About this exercise
Each record below should appear again exactly as written.

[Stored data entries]
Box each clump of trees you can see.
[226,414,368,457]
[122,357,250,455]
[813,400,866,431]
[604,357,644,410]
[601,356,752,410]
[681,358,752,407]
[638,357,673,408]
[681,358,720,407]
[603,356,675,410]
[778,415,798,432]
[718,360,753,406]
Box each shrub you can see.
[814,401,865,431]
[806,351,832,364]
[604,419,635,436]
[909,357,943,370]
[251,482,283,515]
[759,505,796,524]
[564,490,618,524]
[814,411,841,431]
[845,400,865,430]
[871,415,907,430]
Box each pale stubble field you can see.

Answer space
Box each clump of trees you can see.
[226,414,368,457]
[122,357,250,455]
[813,400,866,431]
[604,357,644,410]
[601,356,752,410]
[681,358,752,407]
[638,357,673,408]
[681,358,720,407]
[603,356,675,410]
[778,415,798,432]
[718,360,753,406]
Box each shrub you can see.
[814,401,865,431]
[806,351,832,364]
[604,419,635,436]
[909,357,943,370]
[251,482,283,515]
[759,505,796,524]
[564,490,618,524]
[814,411,841,431]
[845,400,865,430]
[871,415,907,430]
Box each pale stubble field you can see.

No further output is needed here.